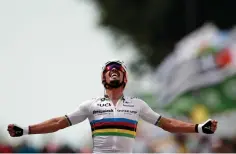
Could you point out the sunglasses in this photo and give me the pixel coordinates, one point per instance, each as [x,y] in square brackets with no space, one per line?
[117,66]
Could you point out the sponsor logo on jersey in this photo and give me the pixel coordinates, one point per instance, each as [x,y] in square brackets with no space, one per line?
[128,111]
[104,104]
[125,103]
[102,111]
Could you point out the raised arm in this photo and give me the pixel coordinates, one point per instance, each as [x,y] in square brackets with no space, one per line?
[173,125]
[54,124]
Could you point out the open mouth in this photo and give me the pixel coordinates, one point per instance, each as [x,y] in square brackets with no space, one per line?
[114,74]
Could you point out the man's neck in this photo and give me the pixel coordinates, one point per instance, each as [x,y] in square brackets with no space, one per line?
[114,94]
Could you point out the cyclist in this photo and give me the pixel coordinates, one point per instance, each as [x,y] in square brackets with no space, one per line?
[114,116]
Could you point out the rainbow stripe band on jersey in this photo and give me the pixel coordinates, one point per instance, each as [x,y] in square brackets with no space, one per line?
[114,127]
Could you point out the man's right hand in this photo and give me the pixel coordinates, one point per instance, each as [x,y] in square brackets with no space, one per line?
[17,131]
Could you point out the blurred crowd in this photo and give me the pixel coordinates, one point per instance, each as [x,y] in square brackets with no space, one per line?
[177,143]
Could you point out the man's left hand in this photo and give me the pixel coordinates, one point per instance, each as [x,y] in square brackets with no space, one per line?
[208,127]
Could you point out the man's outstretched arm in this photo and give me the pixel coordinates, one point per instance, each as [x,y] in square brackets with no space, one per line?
[173,125]
[177,126]
[52,125]
[45,127]
[49,126]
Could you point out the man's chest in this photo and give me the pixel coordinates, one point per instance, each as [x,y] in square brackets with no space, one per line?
[106,109]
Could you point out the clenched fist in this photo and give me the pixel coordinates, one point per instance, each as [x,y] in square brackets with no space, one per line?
[16,131]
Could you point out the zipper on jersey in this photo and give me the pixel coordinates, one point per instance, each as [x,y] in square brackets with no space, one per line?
[115,116]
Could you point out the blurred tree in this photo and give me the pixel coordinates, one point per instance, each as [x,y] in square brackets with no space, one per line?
[154,26]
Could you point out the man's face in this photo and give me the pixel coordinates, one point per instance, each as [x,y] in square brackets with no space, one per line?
[114,74]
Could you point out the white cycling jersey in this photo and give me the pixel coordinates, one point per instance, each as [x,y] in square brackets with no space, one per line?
[113,127]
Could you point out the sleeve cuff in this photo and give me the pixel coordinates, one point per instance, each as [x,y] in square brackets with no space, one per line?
[67,118]
[158,120]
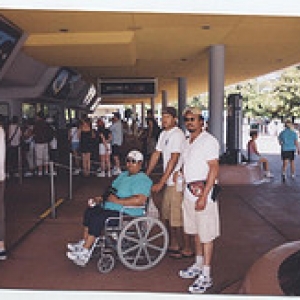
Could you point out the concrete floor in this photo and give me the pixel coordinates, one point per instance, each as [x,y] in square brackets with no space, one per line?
[254,220]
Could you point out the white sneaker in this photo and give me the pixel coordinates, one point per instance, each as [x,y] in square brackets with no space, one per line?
[101,174]
[75,247]
[3,255]
[268,174]
[200,285]
[191,272]
[28,174]
[81,257]
[76,172]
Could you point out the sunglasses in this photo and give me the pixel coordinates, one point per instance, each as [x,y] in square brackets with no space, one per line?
[192,119]
[132,161]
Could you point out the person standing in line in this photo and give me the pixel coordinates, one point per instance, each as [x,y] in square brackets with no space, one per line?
[85,137]
[13,144]
[74,139]
[43,134]
[170,145]
[117,139]
[200,160]
[254,155]
[288,141]
[104,149]
[2,186]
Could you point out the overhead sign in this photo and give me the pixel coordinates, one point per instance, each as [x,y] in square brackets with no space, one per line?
[9,37]
[127,87]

━━━━

» Problem to solve
Using the material above, retype each entry exactly and omit the pictures.

» Output below
Could you point out the sunglasses in this photo and give me the pixel coordinates, one point per instance, each as [x,y] in square brackets with no space, one per line?
[117,66]
Could you point out the sponsor logo on jersey in this photo and give me the pixel coordinates, one point per instance, each as [x,y] in square brackets with no space, one per line?
[128,111]
[104,104]
[125,103]
[102,111]
Could you point out the raised arm in this photo and give me the pixel coordinates, one point per instance, each as [x,y] in square brackets with no space, one per line?
[173,125]
[54,124]
Could you point out the open mouth in this photo and give me the pixel coordinates, one point per instance, each as [x,y] in square brackets with no space, one per line?
[114,74]
Could you point out the man's neck in this photo and give me the pixel coordinates, one point per instance, each as [x,y] in square brackets with no space, one per line?
[114,94]
Could you point out the cyclist in this photo and give me the pixel coordinates, one point per instance, each as [x,y] in square brackets with no space, one per line?
[114,116]
Could you point out the rainbow stripe band on jersey in this photo and give me the pixel coordinates, one point per instance, each as [x,y] in square brackets with no space, one per line?
[114,127]
Could you point out the man's right hand in this photo and give me the pixel coordinates, one point per instance, each as [x,y] in square brackets with no space, one per line?
[17,131]
Could you point out the blurred crowd in this photo and give me the pixel coordinates, one point per instance, each as [x,y] in square brackets with no space, one per line?
[177,143]
Could you point out the man's left hand in this photo and give me the pixel coordinates, one point per instance, each as [x,y] in square brackets with no space, one per line?
[208,127]
Could you point out the man's outstretched arm in this photo and give me the pixel coordinates, one point per instance, each as [x,y] in square brackets with no space, one per line?
[173,125]
[177,126]
[52,125]
[45,127]
[49,126]
Could you point out the man's chest in this photo and give me the pixel coordinates, one point per instance, each as [x,y] in square brackets with no space, one per line?
[106,109]
Could you point out the clenched fist in this photo and give me the pixel coordinates, one point per instance, each as [x,y] in square brackets with no space, one per line?
[16,131]
Could you point out the zipper on jersey in this photo and give me the pixel coordinates, one point per instance, each as [x,y] in square brackets with no space, one per line?
[115,116]
Could you point out the blurred tree in this photo and give me the pixel coordinates, one point per instance, each as [x,y] in square brackets with no space, one per line?
[154,26]
Could you point out the man's face in this photo and give me the pixel coordinates, one point per instance, each as [x,y] in square brackets with no space, one per line?
[114,74]
Could you point out the white cycling jersey in this photo and give me the pixel coordinates, one point per instance, each as [x,y] in square brackets with no space, one per line?
[113,127]
Could you point out the sleeve cuff in this photo and give me the pixel coordinates, one point per instance, each as [x,y] in square brackets with no space, one per line?
[67,118]
[158,120]
Could you point out the concrete floor in this photo and give me the pixel coordinates, one point per instance, each as [x,y] in square brackets with no space, one per line?
[254,220]
Could you point out the white sneaker in this photo and give me the pixel coordinates, one point per instance, each as [x,y] in square brackets with no space, one per line?
[101,174]
[75,247]
[3,255]
[268,174]
[200,285]
[191,272]
[28,174]
[81,257]
[76,172]
Could you point out the sunglasses in this photo and give me the pixel coordinates, one point per instance, each as [x,y] in square brackets with no space, one per line?
[192,119]
[132,161]
Could you point out the person standing in line in this photo and give me the pixel coordinates, one point per instance, each as [x,y] in square brackets with no space, one per line?
[85,137]
[13,144]
[74,139]
[43,134]
[170,145]
[117,139]
[200,160]
[254,155]
[288,141]
[104,149]
[2,186]
Could you point out the overhead sign in this photo and give me the pixel coordinates, one point per instance, each as [x,y] in square brackets with no space, one per line?
[9,37]
[127,87]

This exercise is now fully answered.